[[ PROVIDED PASSAGE, beginning ]]

The death toll now stands at 28, most of the victims in their 60s and 70s. Historic sites, including a Buddhist temple dating back more than a 1,000 years, are now ashes.

South Korean authorities said the Uiseong fire was 52% contained as of Thursday afternoon, reports the Korea Daily. Rain is forecast to hit the region, promising some possible relief.

For those of us in California, the scene is all too familiar.

In 2020, San Francisco residents watched as the sky above turned deep orange. It was early in the pandemic, and the world already felt on the brink. With the smell of ash on the air, we would learn of the multiple fires then raging to the north, eventually burning more than 2 million acres and blanketing the region in a thick haze, blotting out the sun.

Fires in Northern California in August 2020 turned the skies above San Francisco an orange red. (Via Wikimedia Commons)

That night, it was friends and family in Korea calling my wife and I to make sure we were okay. We got the same call early this year as images of the fires that devastated parts of Los Angeles were broadcast on screens the world over.

“Are you okay, are you safe?” they asked, their voices heavy with concern. From halfway around the world, the 300-mile stretch between San Francisco and Los Angeles appeared to them little more than a stone’s throw.

California, they worried, was synonymous with fire.

“We’ve been packed and ready to move for the past two days,” says our friend, who grew up in Andong and still lives there part-time with her mother, who is 93. “We haven’t really slept.”

Gounsa, a 1000-year-old temple in North Gyeongsang Province, was burnt to the ground in the fires that have devastated South Korea. (Image via Twitter)

An historic city located some 150 miles south of Seoul, Andong was once famed as a seat of Confucian learning—the name translates to Eastern Peace. It was the site of intense fighting in the early years of the Korean War between North and South Korean forces.

Today, residents in the area and in the surrounding environs, including the famed 15th Century Hahoe Village, are bracing for the worst.

Reports suggest the fires may have been accidentally sparked by some combination of residents clearing brush or working on electrified fences. Whatever the proximate cause, the broader implications of a “climate in crisis”—to quote one South Korean official—could not be clearer.

[[ PROVIDED PASSAGE, end ]]
[[ EXCERPTED DATA, beginning ]]

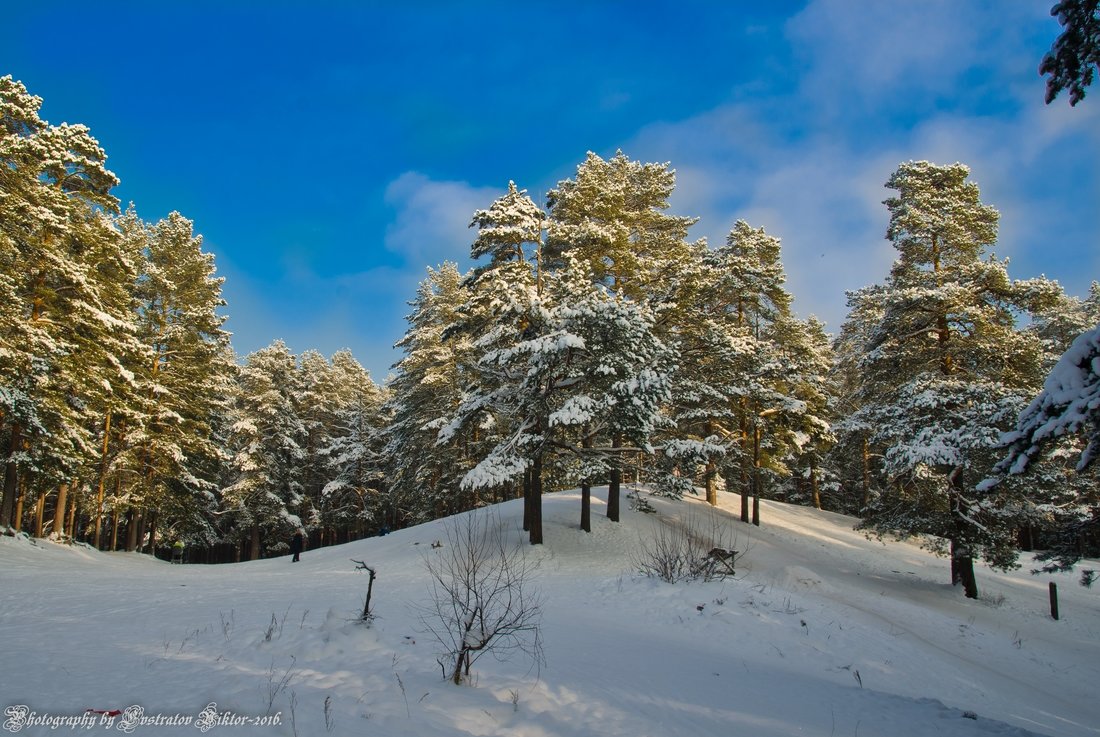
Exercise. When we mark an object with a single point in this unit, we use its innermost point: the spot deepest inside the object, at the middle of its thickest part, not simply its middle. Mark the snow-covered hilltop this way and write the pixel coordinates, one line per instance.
(821, 633)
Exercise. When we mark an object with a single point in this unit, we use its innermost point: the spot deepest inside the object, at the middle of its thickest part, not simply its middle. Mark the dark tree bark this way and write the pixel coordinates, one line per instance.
(586, 492)
(10, 479)
(59, 510)
(537, 501)
(616, 481)
(254, 543)
(527, 501)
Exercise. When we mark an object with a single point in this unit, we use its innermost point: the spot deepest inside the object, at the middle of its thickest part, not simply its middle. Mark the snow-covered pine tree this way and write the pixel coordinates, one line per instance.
(62, 257)
(502, 310)
(945, 370)
(1060, 428)
(355, 497)
(426, 389)
(593, 367)
(765, 366)
(265, 492)
(173, 454)
(614, 216)
(858, 470)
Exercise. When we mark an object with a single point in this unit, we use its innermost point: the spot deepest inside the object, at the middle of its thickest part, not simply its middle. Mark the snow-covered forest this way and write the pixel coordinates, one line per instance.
(592, 344)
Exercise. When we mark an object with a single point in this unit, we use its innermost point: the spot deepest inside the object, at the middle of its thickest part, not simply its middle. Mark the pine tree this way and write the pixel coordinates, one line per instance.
(613, 216)
(426, 391)
(1075, 55)
(354, 495)
(265, 494)
(174, 451)
(945, 370)
(68, 304)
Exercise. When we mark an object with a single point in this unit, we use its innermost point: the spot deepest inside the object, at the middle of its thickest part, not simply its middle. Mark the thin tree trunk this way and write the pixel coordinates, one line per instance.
(40, 512)
(73, 505)
(527, 501)
(815, 491)
(867, 472)
(114, 529)
(20, 498)
(59, 508)
(613, 487)
(745, 486)
(756, 475)
(152, 531)
(102, 481)
(586, 491)
(131, 530)
(537, 498)
(11, 479)
(712, 472)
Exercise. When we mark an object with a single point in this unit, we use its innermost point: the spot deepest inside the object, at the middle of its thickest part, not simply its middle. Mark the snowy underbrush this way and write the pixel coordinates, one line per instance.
(824, 634)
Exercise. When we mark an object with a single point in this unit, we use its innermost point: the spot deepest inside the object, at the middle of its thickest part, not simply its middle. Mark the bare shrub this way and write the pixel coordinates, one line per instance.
(481, 596)
(699, 547)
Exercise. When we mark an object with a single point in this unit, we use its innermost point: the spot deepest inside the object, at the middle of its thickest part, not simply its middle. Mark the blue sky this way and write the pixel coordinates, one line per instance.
(330, 152)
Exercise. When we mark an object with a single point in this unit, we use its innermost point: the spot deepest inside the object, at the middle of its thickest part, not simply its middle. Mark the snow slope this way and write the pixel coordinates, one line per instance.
(821, 633)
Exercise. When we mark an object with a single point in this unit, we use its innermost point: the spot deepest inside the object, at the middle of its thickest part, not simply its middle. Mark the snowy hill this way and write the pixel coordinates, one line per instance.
(821, 633)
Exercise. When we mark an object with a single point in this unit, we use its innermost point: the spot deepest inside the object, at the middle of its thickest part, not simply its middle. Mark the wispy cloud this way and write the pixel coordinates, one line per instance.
(431, 219)
(809, 164)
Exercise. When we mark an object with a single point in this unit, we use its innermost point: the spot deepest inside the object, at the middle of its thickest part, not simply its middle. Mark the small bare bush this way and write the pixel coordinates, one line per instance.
(688, 549)
(481, 596)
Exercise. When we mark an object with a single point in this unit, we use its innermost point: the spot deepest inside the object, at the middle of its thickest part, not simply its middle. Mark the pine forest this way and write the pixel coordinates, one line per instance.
(592, 343)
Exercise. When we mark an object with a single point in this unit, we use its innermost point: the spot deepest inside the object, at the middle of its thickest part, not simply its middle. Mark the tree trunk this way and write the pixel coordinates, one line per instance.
(254, 543)
(59, 509)
(586, 491)
(867, 472)
(152, 531)
(72, 521)
(537, 501)
(102, 481)
(40, 512)
(114, 530)
(613, 487)
(11, 479)
(131, 530)
(711, 479)
(745, 486)
(586, 507)
(815, 491)
(20, 498)
(756, 476)
(963, 570)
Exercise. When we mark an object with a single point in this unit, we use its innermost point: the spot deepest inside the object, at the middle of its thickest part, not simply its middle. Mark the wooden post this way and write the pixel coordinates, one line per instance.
(360, 565)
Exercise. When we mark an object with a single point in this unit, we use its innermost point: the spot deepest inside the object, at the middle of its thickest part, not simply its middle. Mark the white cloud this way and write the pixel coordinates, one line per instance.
(431, 222)
(810, 165)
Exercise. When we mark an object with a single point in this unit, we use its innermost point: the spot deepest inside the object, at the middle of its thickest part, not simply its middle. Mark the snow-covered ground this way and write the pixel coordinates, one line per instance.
(821, 633)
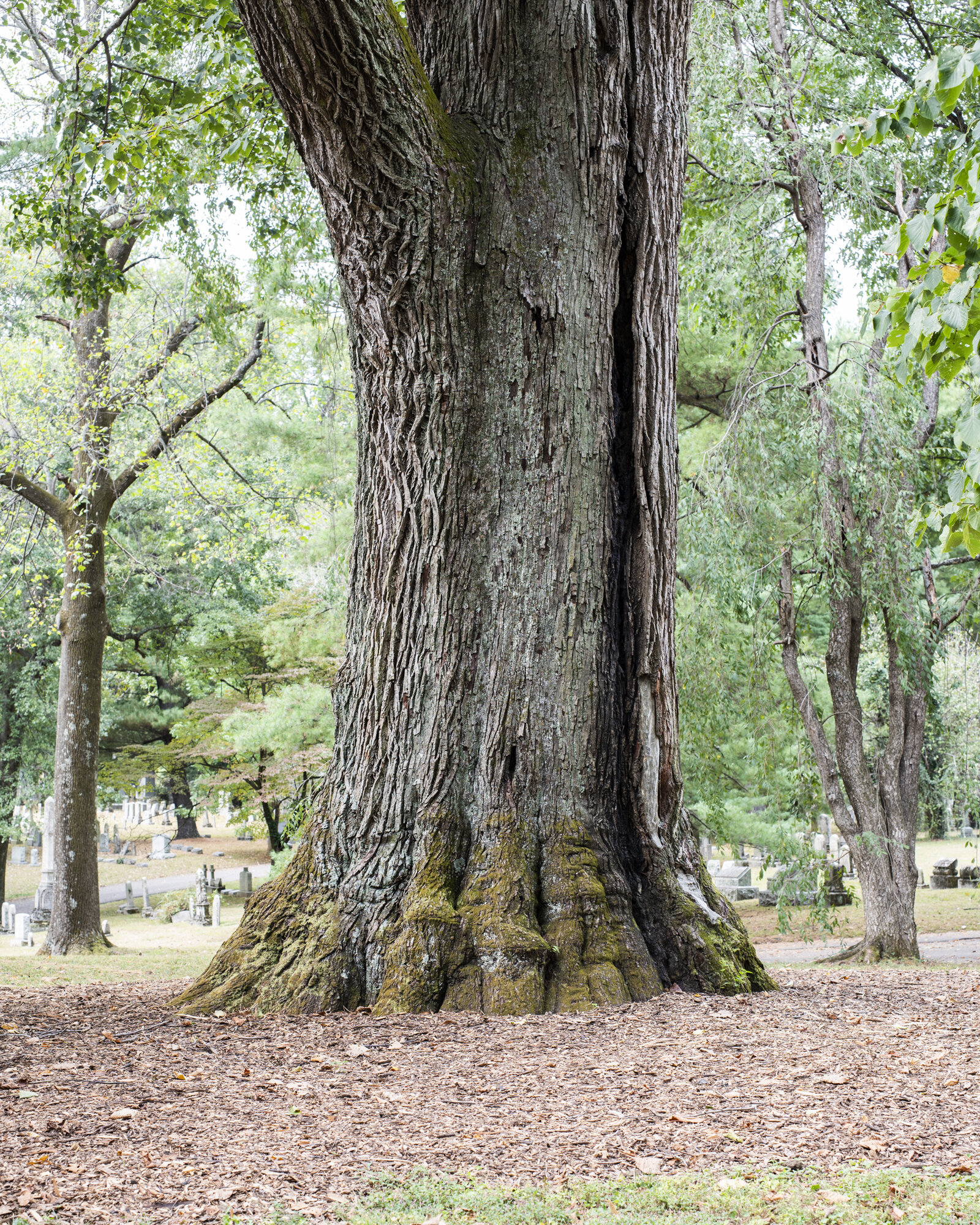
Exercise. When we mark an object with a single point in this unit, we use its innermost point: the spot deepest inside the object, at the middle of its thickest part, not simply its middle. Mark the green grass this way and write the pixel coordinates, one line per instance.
(856, 1196)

[[ EXCERPTED DATA, end ]]

EXERCISE TASKS -
1. According to the passage about the wildfires, how much of the Uiseong fire was contained as of Thursday afternoon?
2. Print the portion of the passage about the wildfires starting at "South Korean authorities" and ending at "all too familiar.", with no changes.

ANSWERS BY ITEM NUMBER -
1. 52%

2.
South Korean authorities said the Uiseong fire was 52% contained as of Thursday afternoon, reports the Korea Daily. Rain is forecast to hit the region, promising some possible relief.

For those of us in California, the scene is all too familiar.